Curious to know the answer too.
To add more to this duplicate columns, after the join when I do the FOREACH
for projection it errors out if the join condition fields have the same
name, pig doesn't know which field to pick.
Eg. C = JOIN A BY (var1), B BY (var1);
D = FOREACH C GENERATE var1, var2, var3;
You get the below error;
2010-06-08 11:19:49,396 [main] ERROR org.apache.pig.tools.grunt.Grunt -
ERROR 1025: Found more than one match: A::var1, B::var1
The work around for this would be;
C = JOIN A BY (var1), B BY (var4);
D = FOREACH C GENERATE var1, var2, var3;
And it works fine.
It just doesn't seem the efficient way.
On 6/8/10 4:45 AM, "Alexander SchÀtzle" <[email protected]>
wrote:
> Hi all,
>
> the JOIN operator of Pig produces duplicate columns in its output.

--------

* OBJECTIVE 1 *
In the Pig join message, what error number does Pig report when the join fields have the same name?
* OBJECTIVE 2 *
Continue the Pig join message from its last line.

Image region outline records
--------

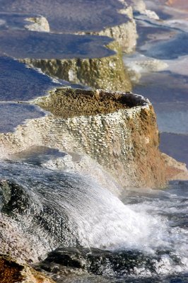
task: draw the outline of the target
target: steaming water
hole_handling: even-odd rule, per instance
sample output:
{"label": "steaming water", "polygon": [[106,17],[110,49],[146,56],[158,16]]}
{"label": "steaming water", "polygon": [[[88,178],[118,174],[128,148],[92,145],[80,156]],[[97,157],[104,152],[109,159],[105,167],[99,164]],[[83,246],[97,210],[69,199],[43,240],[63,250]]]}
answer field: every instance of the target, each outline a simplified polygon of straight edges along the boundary
{"label": "steaming water", "polygon": [[[124,22],[125,16],[117,11],[122,8],[122,4],[113,0],[82,0],[76,10],[75,5],[72,5],[74,1],[62,1],[61,4],[68,11],[74,6],[74,17],[70,18],[64,12],[62,18],[62,9],[59,8],[61,1],[55,1],[56,6],[53,2],[52,8],[52,2],[49,1],[45,7],[42,1],[36,1],[36,5],[30,0],[16,2],[0,1],[3,11],[0,13],[0,50],[1,54],[11,56],[61,58],[77,57],[78,54],[82,57],[112,54],[102,47],[110,41],[106,37],[83,36],[78,40],[73,35],[23,32],[25,17],[36,16],[36,13],[44,12],[51,31],[60,33],[96,30]],[[93,9],[96,13],[93,13]],[[87,17],[84,11],[87,11]],[[162,136],[162,142],[165,139],[163,144],[168,146],[167,141],[169,144],[165,152],[169,151],[175,157],[178,154],[180,160],[187,162],[187,125],[184,121],[187,117],[187,49],[181,43],[182,40],[187,41],[187,33],[186,25],[182,23],[179,21],[176,27],[171,21],[164,27],[158,23],[144,23],[146,30],[139,25],[139,52],[165,59],[168,64],[172,58],[184,55],[184,68],[180,72],[174,62],[166,71],[155,73],[153,76],[143,76],[136,92],[149,97],[154,103],[160,129],[172,132]],[[170,39],[171,32],[174,37]],[[148,40],[149,36],[150,42],[145,45],[144,40]],[[75,47],[73,42],[77,38]],[[164,39],[165,42],[162,43],[160,40]],[[63,40],[66,44],[64,48]],[[47,40],[50,45],[47,45]],[[171,55],[169,47],[173,47]],[[8,57],[0,57],[0,67],[4,71],[0,75],[1,91],[4,90],[1,100],[12,101],[0,104],[1,132],[12,131],[25,117],[44,115],[34,106],[13,101],[28,101],[35,95],[45,93],[49,87],[59,83]],[[164,109],[161,108],[161,102]],[[25,117],[23,113],[26,113]],[[180,113],[182,120],[179,120]],[[172,125],[174,120],[177,122]],[[175,143],[175,144],[170,144],[172,141]],[[39,269],[59,283],[188,282],[187,182],[172,183],[164,191],[127,190],[119,199],[102,186],[93,174],[89,178],[81,173],[44,168],[46,161],[54,161],[57,156],[63,158],[66,154],[50,150],[47,152],[45,149],[41,157],[35,151],[33,156],[21,160],[15,155],[17,161],[0,163],[2,215],[6,216],[10,226],[14,224],[15,233],[20,231],[16,236],[20,243],[25,244],[26,241],[29,249],[35,247],[38,259],[44,259],[47,253],[51,252],[38,265]],[[8,182],[6,183],[5,179]],[[13,230],[7,229],[4,236],[11,238]],[[30,252],[28,254],[31,256]],[[31,256],[34,261],[38,259]],[[66,270],[68,273],[69,270],[75,272],[75,275],[65,276]]]}

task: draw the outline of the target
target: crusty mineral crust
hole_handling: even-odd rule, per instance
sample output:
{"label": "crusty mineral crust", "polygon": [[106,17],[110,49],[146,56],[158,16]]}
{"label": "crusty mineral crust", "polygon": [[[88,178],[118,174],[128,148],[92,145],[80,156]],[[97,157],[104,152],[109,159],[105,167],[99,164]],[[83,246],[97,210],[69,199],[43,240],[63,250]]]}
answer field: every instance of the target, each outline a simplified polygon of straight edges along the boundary
{"label": "crusty mineral crust", "polygon": [[35,103],[55,116],[63,118],[107,114],[131,105],[127,99],[127,94],[120,92],[75,91],[66,88],[49,93],[49,97],[38,98]]}
{"label": "crusty mineral crust", "polygon": [[[57,89],[49,97],[36,100],[36,104],[55,115],[30,120],[19,126],[15,133],[1,134],[1,144],[4,144],[1,151],[11,154],[31,146],[45,145],[66,152],[86,154],[110,173],[122,187],[164,186],[165,164],[158,150],[155,115],[149,101],[131,93],[82,91]],[[111,96],[115,111],[111,109],[103,113],[101,106],[99,113],[93,112],[92,107],[95,111],[97,109],[96,98],[100,100],[105,93]],[[87,104],[86,98],[85,105],[82,104],[84,96],[90,95],[95,97],[93,104],[92,100]],[[69,98],[65,100],[64,96]],[[75,96],[78,101],[74,104]],[[86,106],[91,115],[83,112]]]}
{"label": "crusty mineral crust", "polygon": [[8,256],[0,255],[1,283],[54,283],[32,267],[21,265]]}

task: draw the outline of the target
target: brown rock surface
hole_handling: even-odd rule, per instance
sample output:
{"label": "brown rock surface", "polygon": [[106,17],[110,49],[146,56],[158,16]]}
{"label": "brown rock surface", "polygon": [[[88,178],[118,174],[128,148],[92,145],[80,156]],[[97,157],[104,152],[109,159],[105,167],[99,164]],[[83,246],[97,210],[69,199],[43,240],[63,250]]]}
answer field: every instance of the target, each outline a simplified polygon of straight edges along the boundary
{"label": "brown rock surface", "polygon": [[0,255],[1,283],[53,283],[54,281],[27,265]]}
{"label": "brown rock surface", "polygon": [[[99,100],[105,93],[111,96],[112,108],[110,107],[110,112],[103,112],[102,103],[97,114],[91,111],[92,107],[97,109],[96,99],[94,104],[86,99],[83,103],[83,96],[87,91],[83,95],[81,91],[57,89],[51,92],[50,96],[36,100],[36,104],[58,116],[33,120],[19,126],[13,134],[1,134],[1,144],[4,144],[1,151],[11,154],[45,144],[66,152],[88,154],[111,173],[122,187],[164,186],[165,163],[158,150],[155,115],[148,100],[131,93],[88,92]],[[66,95],[69,98],[65,100]],[[75,96],[78,101],[72,103]],[[112,103],[119,97],[123,98],[123,103],[122,98]],[[124,103],[129,108],[124,108]],[[83,110],[87,107],[90,110],[86,115]]]}

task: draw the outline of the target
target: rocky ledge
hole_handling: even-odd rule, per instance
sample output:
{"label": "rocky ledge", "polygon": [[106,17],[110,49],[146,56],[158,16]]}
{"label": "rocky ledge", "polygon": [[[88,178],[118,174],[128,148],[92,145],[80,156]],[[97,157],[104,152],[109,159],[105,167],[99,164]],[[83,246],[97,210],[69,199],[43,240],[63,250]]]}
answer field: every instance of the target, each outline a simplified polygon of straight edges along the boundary
{"label": "rocky ledge", "polygon": [[65,88],[33,103],[52,115],[1,134],[0,152],[45,144],[89,156],[122,187],[165,185],[156,117],[148,99],[129,92]]}
{"label": "rocky ledge", "polygon": [[2,255],[0,255],[0,280],[1,283],[54,283],[41,272]]}

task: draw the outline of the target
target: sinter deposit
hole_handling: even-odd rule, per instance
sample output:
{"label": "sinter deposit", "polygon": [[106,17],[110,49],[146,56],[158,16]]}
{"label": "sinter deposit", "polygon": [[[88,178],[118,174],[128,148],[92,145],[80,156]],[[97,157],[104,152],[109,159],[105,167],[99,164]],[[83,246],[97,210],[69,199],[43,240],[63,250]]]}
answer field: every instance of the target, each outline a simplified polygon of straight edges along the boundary
{"label": "sinter deposit", "polygon": [[155,115],[147,99],[131,93],[68,88],[33,103],[52,114],[1,134],[1,152],[45,144],[88,155],[122,187],[165,185]]}

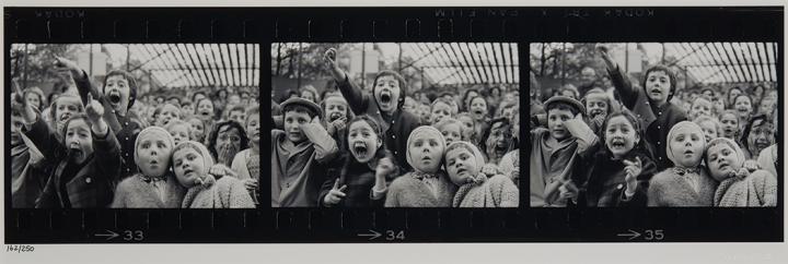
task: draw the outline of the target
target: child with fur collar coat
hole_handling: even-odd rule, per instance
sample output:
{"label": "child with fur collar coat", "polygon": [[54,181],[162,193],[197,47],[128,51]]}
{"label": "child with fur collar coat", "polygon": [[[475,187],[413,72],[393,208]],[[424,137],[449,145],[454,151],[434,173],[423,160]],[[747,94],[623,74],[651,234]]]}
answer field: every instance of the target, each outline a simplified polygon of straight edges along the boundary
{"label": "child with fur collar coat", "polygon": [[457,187],[441,170],[445,140],[438,129],[416,128],[407,140],[407,161],[414,171],[387,189],[385,207],[450,207]]}
{"label": "child with fur collar coat", "polygon": [[454,194],[452,207],[517,207],[520,191],[503,175],[487,178],[483,172],[484,155],[471,143],[460,141],[449,145],[445,168],[449,178],[460,189]]}
{"label": "child with fur collar coat", "polygon": [[648,206],[712,206],[717,182],[700,161],[706,149],[703,130],[682,121],[668,132],[665,153],[675,165],[651,178]]}

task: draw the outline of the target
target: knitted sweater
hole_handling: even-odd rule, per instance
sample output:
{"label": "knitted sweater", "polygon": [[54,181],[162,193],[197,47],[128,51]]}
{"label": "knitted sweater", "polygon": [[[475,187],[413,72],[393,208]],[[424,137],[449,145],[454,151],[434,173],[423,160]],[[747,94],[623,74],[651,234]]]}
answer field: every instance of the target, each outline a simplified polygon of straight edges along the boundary
{"label": "knitted sweater", "polygon": [[427,183],[416,179],[414,172],[396,178],[389,185],[385,207],[451,207],[457,187],[443,172],[437,177],[437,195],[432,195]]}
{"label": "knitted sweater", "polygon": [[714,201],[719,207],[777,206],[777,178],[766,170],[756,170],[743,180],[726,179],[717,188]]}
{"label": "knitted sweater", "polygon": [[[211,177],[212,176],[208,176]],[[211,180],[207,180],[210,182]],[[254,202],[243,183],[232,177],[222,177],[210,185],[189,188],[184,196],[184,208],[254,208]]]}
{"label": "knitted sweater", "polygon": [[719,182],[711,179],[704,168],[699,168],[698,173],[700,173],[698,192],[695,192],[692,185],[672,168],[657,173],[649,182],[648,206],[712,206]]}
{"label": "knitted sweater", "polygon": [[456,191],[452,207],[517,207],[520,191],[503,175],[493,176],[482,184],[467,183]]}
{"label": "knitted sweater", "polygon": [[146,178],[137,173],[126,178],[115,189],[113,208],[179,208],[183,203],[186,189],[183,188],[174,176],[167,176],[164,181],[166,193],[165,201],[159,197],[155,188]]}

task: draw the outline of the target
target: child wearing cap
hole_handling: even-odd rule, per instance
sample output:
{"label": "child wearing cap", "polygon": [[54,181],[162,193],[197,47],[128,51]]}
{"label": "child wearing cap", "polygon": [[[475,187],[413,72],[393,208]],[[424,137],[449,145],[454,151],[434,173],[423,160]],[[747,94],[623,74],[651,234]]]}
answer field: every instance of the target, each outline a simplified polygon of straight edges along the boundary
{"label": "child wearing cap", "polygon": [[547,129],[531,131],[531,207],[565,206],[578,159],[593,153],[599,140],[582,119],[586,108],[580,101],[554,96],[544,105]]}
{"label": "child wearing cap", "polygon": [[599,50],[624,107],[635,113],[646,128],[644,139],[651,147],[657,169],[673,167],[673,161],[665,153],[668,131],[676,123],[687,120],[684,109],[671,103],[676,91],[673,71],[664,65],[651,67],[644,74],[642,88],[636,88],[606,49],[600,47]]}
{"label": "child wearing cap", "polygon": [[350,109],[359,116],[369,115],[382,127],[385,147],[397,158],[397,164],[409,170],[410,166],[405,160],[406,140],[407,135],[420,125],[420,120],[413,113],[402,110],[407,94],[405,79],[394,71],[381,71],[372,83],[370,95],[350,82],[345,71],[339,68],[336,57],[336,49],[328,49],[324,55],[324,61]]}
{"label": "child wearing cap", "polygon": [[323,175],[337,144],[321,125],[320,106],[290,98],[281,107],[285,131],[271,131],[271,206],[317,206]]}

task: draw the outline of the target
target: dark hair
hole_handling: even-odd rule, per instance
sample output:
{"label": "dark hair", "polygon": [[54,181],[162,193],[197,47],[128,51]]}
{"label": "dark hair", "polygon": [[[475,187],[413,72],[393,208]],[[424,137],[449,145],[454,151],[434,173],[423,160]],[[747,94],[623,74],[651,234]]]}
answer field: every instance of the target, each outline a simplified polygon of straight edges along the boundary
{"label": "dark hair", "polygon": [[572,106],[572,105],[570,105],[568,103],[564,103],[564,101],[556,101],[556,103],[552,103],[552,104],[545,106],[545,111],[548,113],[549,113],[549,110],[553,110],[553,109],[567,110],[567,111],[570,111],[572,113],[572,116],[577,116],[578,113],[580,113],[580,109],[578,109],[576,106]]}
{"label": "dark hair", "polygon": [[[478,141],[478,145],[482,148],[479,151],[482,151],[485,154],[487,154],[487,137],[489,137],[490,134],[493,133],[493,128],[495,127],[496,123],[501,123],[501,127],[510,127],[511,128],[511,123],[509,122],[509,119],[507,119],[507,118],[493,119],[493,121],[490,121],[490,124],[485,129],[484,133],[482,134],[482,139],[479,139],[479,141]],[[513,131],[510,131],[510,132],[512,134],[514,133]],[[512,139],[512,137],[510,137],[510,139]],[[507,153],[514,149],[514,147],[517,147],[517,145],[518,145],[518,143],[512,139],[512,142],[511,142],[511,144],[509,144],[509,148],[507,149]]]}
{"label": "dark hair", "polygon": [[405,104],[405,96],[407,95],[407,82],[405,82],[405,79],[399,75],[399,73],[392,70],[383,70],[378,72],[378,75],[375,75],[375,79],[372,82],[372,91],[374,91],[374,87],[378,86],[378,80],[382,76],[394,76],[394,79],[396,79],[399,83],[399,99],[397,100],[397,108],[402,108],[402,105]]}
{"label": "dark hair", "polygon": [[102,93],[104,93],[104,89],[106,88],[106,81],[112,76],[123,76],[124,79],[126,79],[126,82],[129,83],[129,104],[126,109],[130,109],[131,106],[134,106],[134,103],[137,100],[137,80],[134,75],[131,75],[131,73],[127,71],[112,70],[104,77],[104,86],[102,86]]}
{"label": "dark hair", "polygon": [[236,122],[235,120],[219,122],[213,125],[213,129],[208,136],[208,151],[211,153],[211,156],[213,156],[213,158],[217,160],[219,158],[219,155],[216,149],[216,143],[219,139],[219,131],[224,127],[230,127],[230,129],[236,129],[239,131],[239,135],[241,136],[241,147],[239,148],[239,151],[248,148],[248,136],[246,135],[246,130],[244,130],[244,128],[239,122]]}
{"label": "dark hair", "polygon": [[[648,70],[646,70],[646,73],[644,73],[644,79],[642,79],[642,82],[640,83],[640,87],[642,87],[644,91],[646,89],[646,81],[648,81],[648,74],[650,74],[652,72],[664,72],[665,74],[668,74],[668,80],[670,81],[670,84],[671,84],[670,93],[668,93],[668,101],[670,101],[673,98],[673,94],[675,94],[675,91],[677,88],[675,73],[673,73],[673,71],[670,68],[668,68],[667,65],[662,65],[662,64],[657,64],[654,67],[649,68]],[[651,98],[648,98],[648,99],[649,99],[649,101],[651,100]]]}

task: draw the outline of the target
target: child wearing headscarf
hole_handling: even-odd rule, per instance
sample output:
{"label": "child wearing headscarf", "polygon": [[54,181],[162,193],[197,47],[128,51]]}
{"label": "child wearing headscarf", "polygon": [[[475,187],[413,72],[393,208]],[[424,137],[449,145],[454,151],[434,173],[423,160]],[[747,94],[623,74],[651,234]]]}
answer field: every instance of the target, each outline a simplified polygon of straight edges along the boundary
{"label": "child wearing headscarf", "polygon": [[482,172],[484,154],[471,143],[459,141],[447,147],[445,168],[459,185],[452,207],[517,207],[520,191],[503,175],[487,177]]}
{"label": "child wearing headscarf", "polygon": [[682,121],[668,132],[665,154],[674,167],[649,182],[648,206],[712,206],[717,182],[703,168],[706,139],[699,125]]}
{"label": "child wearing headscarf", "polygon": [[113,208],[179,208],[184,189],[169,170],[175,141],[159,127],[149,127],[135,141],[135,164],[139,172],[120,181]]}
{"label": "child wearing headscarf", "polygon": [[718,137],[706,148],[709,173],[720,181],[714,196],[719,207],[777,206],[777,178],[766,170],[744,168],[744,152],[734,141]]}
{"label": "child wearing headscarf", "polygon": [[173,149],[173,170],[178,182],[188,189],[184,208],[254,208],[254,202],[235,172],[213,165],[205,145],[194,141]]}
{"label": "child wearing headscarf", "polygon": [[414,171],[389,185],[385,207],[450,207],[457,187],[441,170],[443,135],[433,127],[421,125],[410,133],[406,146]]}

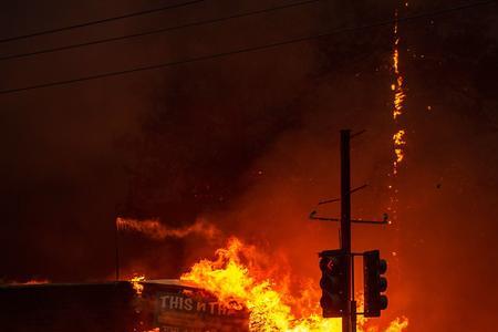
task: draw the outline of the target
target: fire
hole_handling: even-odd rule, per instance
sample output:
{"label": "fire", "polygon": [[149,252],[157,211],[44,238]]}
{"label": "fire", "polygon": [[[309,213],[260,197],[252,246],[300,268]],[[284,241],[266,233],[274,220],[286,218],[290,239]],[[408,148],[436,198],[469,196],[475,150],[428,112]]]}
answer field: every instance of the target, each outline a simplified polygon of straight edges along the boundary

--------

* TASK RESULT 1 *
ERROR 1025

* TASK RESULT 2 *
> Let's say the statement is like this:
>
> C = JOIN A BY (var1, var2), B BY (var1, var2);
>
> Then C contains var1 and var2 two times (one for each input relation), of
> course with the same content.
> This is somehow not what a user "usually" expects from a Join.
> Why does Pig produce such redundant entries?
> If you want to get rid of these entries you have to do a FOREACH for
> projection.
> Otherwise you shuffle unnecessary data through MR-phases.
> In my opinion this is somehow really unnecessary.
> I just wonder why Pig produces theo output of a Join the way it does?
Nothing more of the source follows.